> _DIRECTIONS_: Leave out every picture, then transcribe the rest of the listing exactly.

> _DATASET ROWS_:
=======
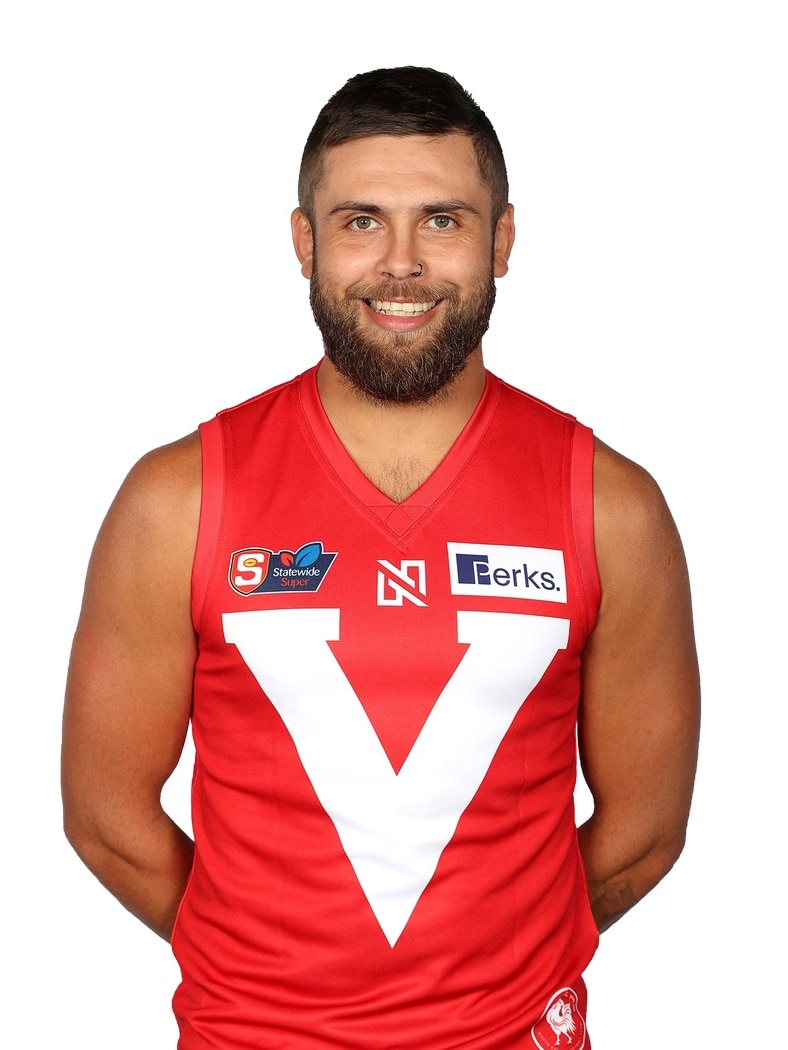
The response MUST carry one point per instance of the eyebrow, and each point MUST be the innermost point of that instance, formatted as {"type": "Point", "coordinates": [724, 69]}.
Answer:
{"type": "Point", "coordinates": [431, 208]}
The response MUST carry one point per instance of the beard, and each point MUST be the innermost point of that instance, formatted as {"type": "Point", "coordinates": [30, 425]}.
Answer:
{"type": "Point", "coordinates": [407, 368]}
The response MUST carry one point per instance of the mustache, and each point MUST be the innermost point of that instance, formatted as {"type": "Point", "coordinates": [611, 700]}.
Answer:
{"type": "Point", "coordinates": [408, 290]}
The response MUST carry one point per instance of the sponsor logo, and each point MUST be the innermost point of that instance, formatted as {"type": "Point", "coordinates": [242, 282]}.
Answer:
{"type": "Point", "coordinates": [395, 586]}
{"type": "Point", "coordinates": [256, 570]}
{"type": "Point", "coordinates": [561, 1025]}
{"type": "Point", "coordinates": [490, 570]}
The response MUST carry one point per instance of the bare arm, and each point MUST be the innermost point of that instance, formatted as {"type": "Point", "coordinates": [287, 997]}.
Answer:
{"type": "Point", "coordinates": [128, 693]}
{"type": "Point", "coordinates": [640, 709]}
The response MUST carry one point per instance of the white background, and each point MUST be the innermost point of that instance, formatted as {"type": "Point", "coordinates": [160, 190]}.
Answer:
{"type": "Point", "coordinates": [147, 279]}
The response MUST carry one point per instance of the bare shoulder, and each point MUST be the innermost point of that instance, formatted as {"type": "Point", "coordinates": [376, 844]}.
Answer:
{"type": "Point", "coordinates": [140, 570]}
{"type": "Point", "coordinates": [634, 526]}
{"type": "Point", "coordinates": [164, 479]}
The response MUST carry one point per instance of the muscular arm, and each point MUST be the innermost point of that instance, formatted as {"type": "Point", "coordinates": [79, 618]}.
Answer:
{"type": "Point", "coordinates": [128, 692]}
{"type": "Point", "coordinates": [640, 708]}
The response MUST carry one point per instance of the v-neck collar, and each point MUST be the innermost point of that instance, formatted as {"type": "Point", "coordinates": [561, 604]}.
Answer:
{"type": "Point", "coordinates": [399, 518]}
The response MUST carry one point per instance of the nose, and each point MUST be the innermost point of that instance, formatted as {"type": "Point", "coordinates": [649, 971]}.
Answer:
{"type": "Point", "coordinates": [399, 260]}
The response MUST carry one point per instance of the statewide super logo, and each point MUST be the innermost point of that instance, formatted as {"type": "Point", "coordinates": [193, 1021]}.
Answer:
{"type": "Point", "coordinates": [256, 570]}
{"type": "Point", "coordinates": [491, 570]}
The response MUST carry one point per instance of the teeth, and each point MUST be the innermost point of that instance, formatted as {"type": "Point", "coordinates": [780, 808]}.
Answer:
{"type": "Point", "coordinates": [401, 309]}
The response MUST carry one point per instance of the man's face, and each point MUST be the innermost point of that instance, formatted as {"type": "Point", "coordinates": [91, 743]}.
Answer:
{"type": "Point", "coordinates": [401, 261]}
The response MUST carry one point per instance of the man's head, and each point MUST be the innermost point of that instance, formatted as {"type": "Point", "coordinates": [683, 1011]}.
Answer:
{"type": "Point", "coordinates": [402, 101]}
{"type": "Point", "coordinates": [402, 226]}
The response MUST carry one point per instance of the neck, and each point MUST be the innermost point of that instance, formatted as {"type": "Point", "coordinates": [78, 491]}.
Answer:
{"type": "Point", "coordinates": [397, 446]}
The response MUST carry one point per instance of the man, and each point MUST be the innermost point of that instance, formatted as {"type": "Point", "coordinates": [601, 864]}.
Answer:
{"type": "Point", "coordinates": [389, 595]}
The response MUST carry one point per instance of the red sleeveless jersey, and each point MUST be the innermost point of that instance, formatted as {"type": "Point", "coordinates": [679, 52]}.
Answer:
{"type": "Point", "coordinates": [385, 723]}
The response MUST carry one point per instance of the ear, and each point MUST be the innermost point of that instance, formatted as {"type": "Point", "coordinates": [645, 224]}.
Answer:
{"type": "Point", "coordinates": [503, 240]}
{"type": "Point", "coordinates": [303, 242]}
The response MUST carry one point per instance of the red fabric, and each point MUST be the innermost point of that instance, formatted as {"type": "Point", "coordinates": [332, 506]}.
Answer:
{"type": "Point", "coordinates": [277, 942]}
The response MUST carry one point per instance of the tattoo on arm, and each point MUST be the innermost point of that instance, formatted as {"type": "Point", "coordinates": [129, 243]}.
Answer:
{"type": "Point", "coordinates": [610, 900]}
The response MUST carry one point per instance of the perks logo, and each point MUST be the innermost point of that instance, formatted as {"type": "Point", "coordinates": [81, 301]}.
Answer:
{"type": "Point", "coordinates": [489, 570]}
{"type": "Point", "coordinates": [255, 570]}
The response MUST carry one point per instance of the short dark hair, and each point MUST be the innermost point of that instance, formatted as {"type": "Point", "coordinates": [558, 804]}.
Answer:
{"type": "Point", "coordinates": [405, 100]}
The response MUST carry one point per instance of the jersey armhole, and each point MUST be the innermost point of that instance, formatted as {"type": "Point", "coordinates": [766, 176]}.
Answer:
{"type": "Point", "coordinates": [211, 505]}
{"type": "Point", "coordinates": [582, 519]}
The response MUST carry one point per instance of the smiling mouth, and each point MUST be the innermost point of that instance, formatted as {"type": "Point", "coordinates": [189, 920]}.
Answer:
{"type": "Point", "coordinates": [400, 309]}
=======
> _FINISHED ANSWER_:
The response MUST carry one point per instance of the eyebrow, and each point MUST be the innermost point of that instance, formatted as {"type": "Point", "coordinates": [724, 69]}.
Answer:
{"type": "Point", "coordinates": [431, 208]}
The response MUST carry one point per instance of the beard, and each point MUST be the innermost point of that instance, formatted as {"type": "Point", "coordinates": [30, 425]}.
Answer:
{"type": "Point", "coordinates": [407, 368]}
The response MUST carry one point per instance of the mustache, and each point MUST be the innermost point of that instance, formatted as {"type": "Point", "coordinates": [611, 700]}.
Answer:
{"type": "Point", "coordinates": [408, 290]}
The response MUST carry one point per instance of the sponsor logo, and each point MUST be the innermost point of that instance, formatted as {"type": "Point", "coordinates": [242, 282]}.
Answer:
{"type": "Point", "coordinates": [395, 586]}
{"type": "Point", "coordinates": [256, 570]}
{"type": "Point", "coordinates": [561, 1025]}
{"type": "Point", "coordinates": [490, 570]}
The response MUST carry one point per instance of the bare arm, and each point MUST be the innermost point of that instance, formatted as {"type": "Point", "coordinates": [287, 997]}.
Answer:
{"type": "Point", "coordinates": [128, 693]}
{"type": "Point", "coordinates": [640, 709]}
The response MUST carry one point per instance of the white background, and each point MUST be the innermost point of that instance, formatted as {"type": "Point", "coordinates": [160, 190]}.
Answer:
{"type": "Point", "coordinates": [147, 279]}
The response MUST carry one point per instance of the bare shoulder, and each point MUST be the innermost point of that instance, formatted as {"type": "Point", "coordinates": [376, 844]}.
Answer:
{"type": "Point", "coordinates": [140, 570]}
{"type": "Point", "coordinates": [634, 526]}
{"type": "Point", "coordinates": [164, 479]}
The response MUST carry one point per instance of the muscular arm, and each point MUST be the innermost point of that instance, formatted as {"type": "Point", "coordinates": [79, 618]}.
Answer:
{"type": "Point", "coordinates": [128, 692]}
{"type": "Point", "coordinates": [640, 708]}
The response MUST carry one point per instance of the v-neck collar, and each point MUST be the innermost point of that instance, formatted as {"type": "Point", "coordinates": [561, 604]}.
Answer:
{"type": "Point", "coordinates": [399, 518]}
The response MUST carry one point per instance of the nose, and each point MUST be the innermost point of that instance, formatted as {"type": "Point", "coordinates": [649, 971]}.
Answer:
{"type": "Point", "coordinates": [399, 260]}
The response MUST carry one point per instance of the statewide super logo, and each point MUST be the innermost point of that instance, formatted as {"type": "Point", "coordinates": [193, 1021]}.
Answer:
{"type": "Point", "coordinates": [256, 570]}
{"type": "Point", "coordinates": [491, 570]}
The response MUST carry one point per instance of the teeth, and each point MUST be the innermost point of that instance, formatted as {"type": "Point", "coordinates": [780, 808]}.
Answer:
{"type": "Point", "coordinates": [401, 309]}
The response MUST carry one point per instance of the man's face, and each point MUST be the innermost point of that instance, formatted as {"type": "Point", "coordinates": [91, 743]}.
Answer:
{"type": "Point", "coordinates": [401, 261]}
The response MUST carry one point per instance of the man's head, and each point MUST be the innermost point of that instance, formatted as {"type": "Point", "coordinates": [683, 1011]}.
Answer:
{"type": "Point", "coordinates": [402, 101]}
{"type": "Point", "coordinates": [402, 226]}
The response MUST carry one point per instance of the neck, and each point MUST be the innermost point of that instance, formatted as {"type": "Point", "coordinates": [78, 491]}.
Answer:
{"type": "Point", "coordinates": [397, 446]}
The response MUST carry one point per instance of the man, and each point MUST be the innermost point of that instance, formatted as {"type": "Point", "coordinates": [601, 864]}.
Answer:
{"type": "Point", "coordinates": [389, 595]}
The response MUST carry one point per instance of the red sleeveless jersey, and each point MUST be the innermost point of that instance, formatted as {"type": "Point", "coordinates": [679, 52]}.
Answer:
{"type": "Point", "coordinates": [385, 723]}
The response MUST carry one point per instance of the ear, and each point MUST be the innermost point of that instance, formatted as {"type": "Point", "coordinates": [645, 224]}.
Answer:
{"type": "Point", "coordinates": [503, 240]}
{"type": "Point", "coordinates": [303, 242]}
The response MUST carry one point per instance of the red fabric, and each point MUST be the innermost point of that instance, formatted as {"type": "Point", "coordinates": [332, 506]}.
Answer:
{"type": "Point", "coordinates": [277, 942]}
The response MUST carry one point per instance of the tattoo on arm, and each point MUST be the innermost point of that instance, formatted as {"type": "Point", "coordinates": [129, 243]}.
Answer:
{"type": "Point", "coordinates": [610, 900]}
The response MUST carry one point per instance of the perks logo, and each point MUST be the innermost point of that instance, formatted as {"type": "Point", "coordinates": [81, 301]}.
Answer:
{"type": "Point", "coordinates": [489, 570]}
{"type": "Point", "coordinates": [255, 570]}
The response MUST carry one point per instance of the short dark hair, and each point MUST be the innermost point of that instance, formatted as {"type": "Point", "coordinates": [558, 804]}.
Answer:
{"type": "Point", "coordinates": [405, 100]}
The response MUST carry one point per instance of the jersey armhole, and each point MUST be the innermost point of that instance, formatted as {"type": "Point", "coordinates": [766, 176]}.
Answer:
{"type": "Point", "coordinates": [211, 505]}
{"type": "Point", "coordinates": [582, 519]}
The response MUST carry one point per instance of the smiling mouth, and each point MUST be the innermost point of that instance, formatted as {"type": "Point", "coordinates": [189, 920]}.
Answer:
{"type": "Point", "coordinates": [400, 309]}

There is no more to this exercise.